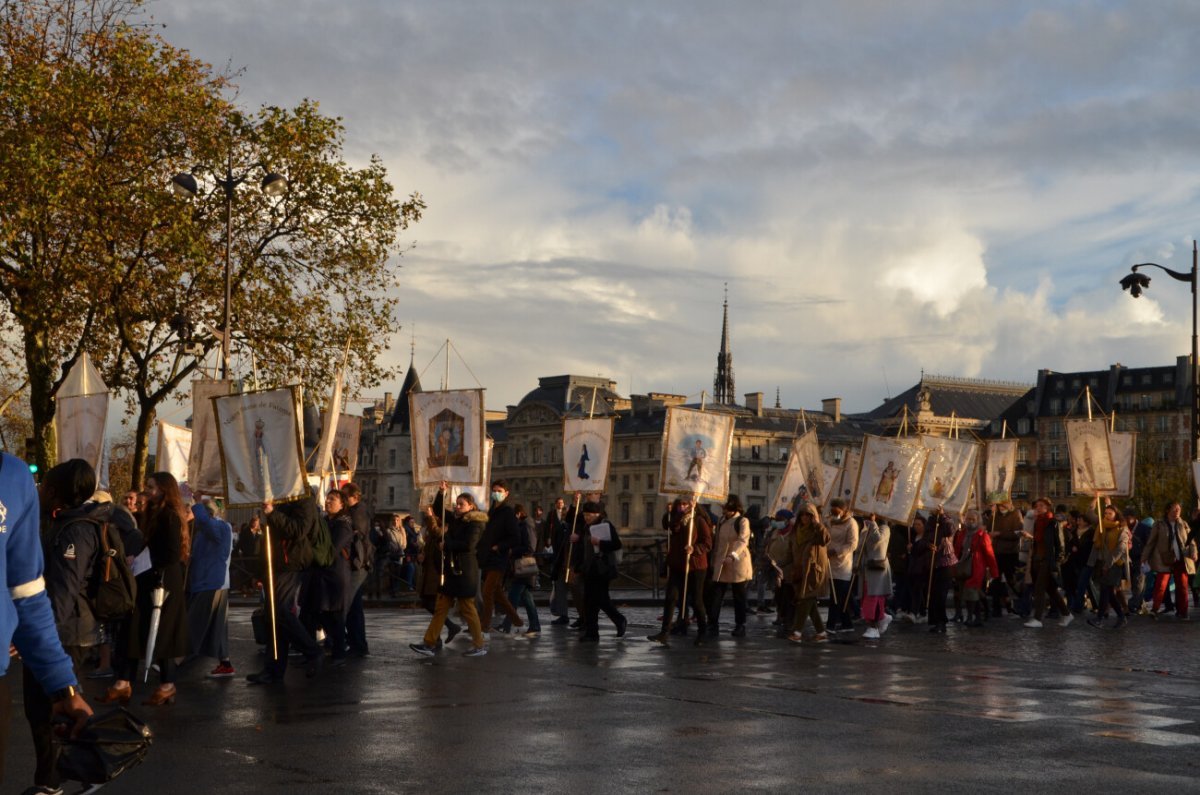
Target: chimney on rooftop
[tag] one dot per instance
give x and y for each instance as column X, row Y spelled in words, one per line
column 832, row 406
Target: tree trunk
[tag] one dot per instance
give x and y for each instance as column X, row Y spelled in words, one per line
column 40, row 370
column 147, row 414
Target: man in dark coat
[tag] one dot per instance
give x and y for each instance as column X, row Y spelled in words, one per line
column 463, row 531
column 291, row 526
column 501, row 537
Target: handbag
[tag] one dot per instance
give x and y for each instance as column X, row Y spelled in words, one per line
column 525, row 566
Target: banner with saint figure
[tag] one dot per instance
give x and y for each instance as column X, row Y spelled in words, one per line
column 1091, row 459
column 696, row 449
column 448, row 436
column 262, row 447
column 999, row 471
column 804, row 477
column 587, row 448
column 889, row 477
column 1123, row 446
column 949, row 473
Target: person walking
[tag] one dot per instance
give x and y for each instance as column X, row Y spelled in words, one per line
column 168, row 541
column 733, row 567
column 460, row 567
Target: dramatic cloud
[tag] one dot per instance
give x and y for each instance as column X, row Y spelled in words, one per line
column 885, row 187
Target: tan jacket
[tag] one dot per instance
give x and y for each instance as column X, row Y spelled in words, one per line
column 732, row 542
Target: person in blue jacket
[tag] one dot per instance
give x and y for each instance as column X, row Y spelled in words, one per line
column 27, row 620
column 208, row 587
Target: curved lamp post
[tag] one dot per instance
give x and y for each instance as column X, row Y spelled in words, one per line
column 273, row 184
column 1135, row 284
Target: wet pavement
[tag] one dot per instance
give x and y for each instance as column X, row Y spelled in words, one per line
column 1000, row 709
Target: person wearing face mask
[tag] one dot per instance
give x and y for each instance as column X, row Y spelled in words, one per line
column 595, row 543
column 501, row 537
column 875, row 573
column 684, row 557
column 733, row 567
column 843, row 543
column 460, row 573
column 977, row 557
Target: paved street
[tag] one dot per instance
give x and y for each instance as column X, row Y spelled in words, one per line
column 1003, row 709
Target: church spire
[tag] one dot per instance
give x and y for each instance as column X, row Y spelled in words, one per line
column 723, row 383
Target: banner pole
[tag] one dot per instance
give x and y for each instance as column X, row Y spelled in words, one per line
column 570, row 544
column 687, row 566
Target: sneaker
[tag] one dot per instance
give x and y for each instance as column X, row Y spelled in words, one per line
column 225, row 670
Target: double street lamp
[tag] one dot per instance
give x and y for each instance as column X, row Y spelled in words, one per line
column 1135, row 282
column 273, row 184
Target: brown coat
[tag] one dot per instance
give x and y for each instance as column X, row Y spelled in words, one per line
column 810, row 567
column 1159, row 549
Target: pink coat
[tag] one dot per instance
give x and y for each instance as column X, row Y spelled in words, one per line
column 983, row 559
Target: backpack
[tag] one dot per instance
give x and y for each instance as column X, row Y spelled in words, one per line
column 322, row 544
column 112, row 590
column 361, row 553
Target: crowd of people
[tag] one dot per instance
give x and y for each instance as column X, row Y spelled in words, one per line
column 805, row 566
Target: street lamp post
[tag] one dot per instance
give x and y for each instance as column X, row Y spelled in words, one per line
column 273, row 184
column 1135, row 282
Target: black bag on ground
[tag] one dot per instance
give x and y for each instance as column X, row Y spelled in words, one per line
column 109, row 743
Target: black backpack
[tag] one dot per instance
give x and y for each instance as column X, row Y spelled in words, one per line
column 112, row 589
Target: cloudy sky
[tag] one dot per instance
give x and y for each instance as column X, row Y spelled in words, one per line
column 886, row 187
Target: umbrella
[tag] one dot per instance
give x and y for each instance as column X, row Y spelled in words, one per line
column 156, row 598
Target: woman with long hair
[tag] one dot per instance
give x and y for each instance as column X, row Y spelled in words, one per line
column 168, row 541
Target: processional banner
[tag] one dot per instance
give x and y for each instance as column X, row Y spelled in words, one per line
column 805, row 477
column 204, row 456
column 587, row 449
column 889, row 477
column 262, row 447
column 172, row 450
column 999, row 471
column 1091, row 460
column 448, row 437
column 696, row 449
column 949, row 473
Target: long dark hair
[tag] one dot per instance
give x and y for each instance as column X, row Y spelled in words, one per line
column 171, row 500
column 67, row 485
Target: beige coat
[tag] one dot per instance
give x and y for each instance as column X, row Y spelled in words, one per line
column 732, row 541
column 1159, row 550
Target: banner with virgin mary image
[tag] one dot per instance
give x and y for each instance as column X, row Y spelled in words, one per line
column 262, row 447
column 949, row 473
column 999, row 471
column 587, row 448
column 1091, row 459
column 805, row 478
column 1123, row 446
column 448, row 436
column 696, row 449
column 889, row 477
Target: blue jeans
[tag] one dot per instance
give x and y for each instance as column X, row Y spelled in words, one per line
column 521, row 596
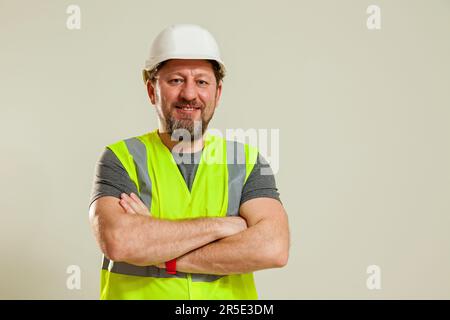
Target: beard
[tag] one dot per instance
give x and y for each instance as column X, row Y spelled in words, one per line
column 187, row 128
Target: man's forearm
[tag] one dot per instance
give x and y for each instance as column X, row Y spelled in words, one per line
column 143, row 240
column 259, row 247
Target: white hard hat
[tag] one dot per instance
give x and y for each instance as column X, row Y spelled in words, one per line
column 183, row 41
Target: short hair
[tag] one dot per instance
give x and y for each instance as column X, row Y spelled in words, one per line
column 150, row 75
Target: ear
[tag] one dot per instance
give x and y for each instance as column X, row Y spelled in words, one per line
column 218, row 93
column 151, row 91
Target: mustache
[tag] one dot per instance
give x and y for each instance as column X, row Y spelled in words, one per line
column 191, row 104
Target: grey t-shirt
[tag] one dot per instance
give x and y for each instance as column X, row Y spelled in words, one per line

===

■ **TASK OBJECTIVE**: Put all of the lines above into a numbered list, skipping any blank lines and leaving the pictures out.

■ **SOLUTION TO THIS PROBLEM**:
1. Target: chimney on rooftop
2. [tag] one dot per instance
3. give x and y for each instance as column X, row Y spelled in words, one per line
4. column 832, row 406
5. Target: tree trunk
6. [tag] one dot per instance
7. give x and y for each instance as column X, row Y spelled in words, one per line
8. column 40, row 370
9. column 147, row 414
10. Target: man in dark coat
11. [tag] one dot per instance
12. give x and y for each instance as column X, row Y spelled in words, one per line
13. column 463, row 531
14. column 291, row 526
15. column 501, row 537
16. Target: handbag
17. [tag] one dot per instance
18. give x and y for each instance as column X, row Y spelled in words, one per line
19. column 525, row 566
20. Target: banner with saint figure
21. [tag] one dot per instance
22. give x and y for each instance as column X, row Y spelled in words, one per line
23. column 1091, row 459
24. column 696, row 449
25. column 448, row 436
26. column 262, row 447
27. column 999, row 471
28. column 804, row 477
29. column 587, row 448
30. column 889, row 477
31. column 1123, row 446
32. column 949, row 473
33. Target: person walking
34. [tag] one dot per instance
35. give x and y for each instance as column X, row Y spelled in words, one per line
36. column 168, row 541
37. column 733, row 567
38. column 460, row 567
39. Target: dramatic cloud
40. [tag] one dot per instance
41. give x and y for each instance as column X, row Y spelled in words, one per line
42. column 885, row 187
43. Target: tan jacket
44. [tag] one dot per instance
45. give x and y for each instance as column X, row Y spelled in words, one per line
46. column 732, row 542
47. Target: person in blue jacket
48. [tag] one dot per instance
49. give x and y for each instance as column X, row Y spelled in words, one per line
50. column 27, row 620
51. column 208, row 587
52. Target: curved lamp post
53. [tag] one dot per instance
54. give x and y for each instance as column X, row Y spelled in words, one per line
55. column 273, row 184
56. column 1135, row 284
57. Target: wet pavement
58. [tag] one dot per instance
59. give x and y for each instance as column X, row Y spelled in words, one per line
60. column 1000, row 709
61. Target: person wearing face mask
62. [tag] one dot per instance
63. give x and y for each instance as column X, row Y spelled in words, one per line
64. column 595, row 543
65. column 501, row 537
66. column 875, row 573
67. column 684, row 557
68. column 733, row 567
69. column 843, row 543
70. column 460, row 573
71. column 977, row 557
72. Target: paved street
73. [tag] one dot per instance
74. give x and y for each instance as column X, row Y spelled in words, one per line
75. column 1003, row 709
76. Target: church spire
77. [tag] one dot per instance
78. give x and y for each instance as column X, row Y spelled in words, one per line
79. column 723, row 383
80. Target: banner pole
81. [tag] one dot per instance
82. give x and y for each instance as column X, row Y spelled in words, one per line
83. column 570, row 544
84. column 687, row 566
85. Target: sneaker
86. [tag] one dot per instance
87. give x and y for each instance as column X, row Y spelled in words, one per line
88. column 225, row 670
89. Target: double street lamp
90. [tag] one dot per instance
91. give x and y for each instance as column X, row Y spelled in words, one per line
92. column 1135, row 282
93. column 273, row 184
94. Target: brown coat
95. [tag] one dot per instance
96. give x and y for each instance as column X, row Y spelled in words, one per line
97. column 810, row 567
98. column 1159, row 549
99. Target: pink coat
100. [tag] one dot per instance
101. give x and y for each instance as column X, row Y spelled in words, one per line
102. column 983, row 559
103. Target: backpack
104. [tag] one dot per instance
105. give x and y for each instance as column X, row Y spelled in words, one per line
106. column 322, row 544
107. column 112, row 590
108. column 361, row 553
109. Target: crowd of people
110. [tag] one dot per instance
111. give x and y for each instance as column X, row Y spelled in words, one per line
112. column 805, row 566
113. Target: street lamp post
114. [tag] one dot per instance
115. give x and y for each instance as column X, row Y spelled in words, one per line
116. column 273, row 184
117. column 1135, row 282
118. Target: black bag on ground
119. [tag] one dot per instance
120. give x and y for each instance as column X, row Y spelled in words, one per line
121. column 109, row 743
122. Target: black backpack
123. [tag] one dot per instance
124. give x and y for each instance as column X, row Y spelled in words, one per line
125. column 112, row 589
126. Target: cloudy sky
127. [tag] one dot per instance
128. give x and y for each instance as column X, row Y spelled in words, one per line
129. column 886, row 187
130. Target: umbrella
131. [tag] one dot per instance
132. give x and y for each instance as column X, row Y spelled in words, one per line
133. column 156, row 598
134. Target: woman with long hair
135. [tag] one dot per instance
136. give x and y for each instance as column X, row Y spelled in words, one per line
137. column 168, row 541
138. Target: processional banner
139. [tag] one dot per instance
140. give x and y for each instance as column X, row Y spelled in words, one per line
141. column 805, row 477
142. column 204, row 456
143. column 587, row 449
144. column 889, row 477
145. column 262, row 447
146. column 172, row 450
147. column 999, row 471
148. column 1091, row 460
149. column 448, row 437
150. column 696, row 449
151. column 949, row 473
152. Target: long dark hair
153. [tag] one dot per instance
154. give x and y for each instance as column X, row Y spelled in words, one per line
155. column 171, row 500
156. column 67, row 485
157. Target: beige coat
158. [tag] one dot per instance
159. give x and y for each instance as column X, row Y spelled in words, one per line
160. column 732, row 541
161. column 1159, row 550
162. Target: banner with virgin mary image
163. [tag] one dot per instance
164. give x and y for each instance as column X, row Y spelled in words, one per line
165. column 262, row 447
166. column 949, row 473
167. column 999, row 471
168. column 587, row 448
169. column 1091, row 459
170. column 805, row 478
171. column 1123, row 446
172. column 448, row 436
173. column 696, row 449
174. column 889, row 477
175. Target: blue jeans
176. [tag] one dot per instance
177. give x and y for each instance as column X, row Y spelled in words, one per line
178. column 521, row 596
179. Target: beard
180. [tag] one dot per instance
181. give x and y for each instance as column X, row Y spelled in words, one per line
182. column 187, row 128
183. Target: man's forearm
184. [tag] one dot per instance
185. give x and y for each instance as column X, row Y spelled in words, one per line
186. column 143, row 240
187. column 259, row 247
188. Target: white hard hat
189. [tag] one dot per instance
190. give x and y for each instance as column X, row Y spelled in words, one per line
191. column 183, row 41
192. Target: short hair
193. [tag] one dot per instance
194. give x and y for each instance as column X, row Y spelled in words, one per line
195. column 150, row 75
196. Target: ear
197. [tag] one dot per instance
198. give x and y for each instance as column X, row Y spelled in words, one per line
199. column 218, row 93
200. column 151, row 91
201. Target: mustache
202. [tag] one dot per instance
203. give x and y for each instance as column X, row Y spelled in words, one per line
204. column 191, row 104
205. Target: grey t-shirt
206. [tag] one dot per instance
207. give x and y for each instance as column X, row Y spelled in words, one per line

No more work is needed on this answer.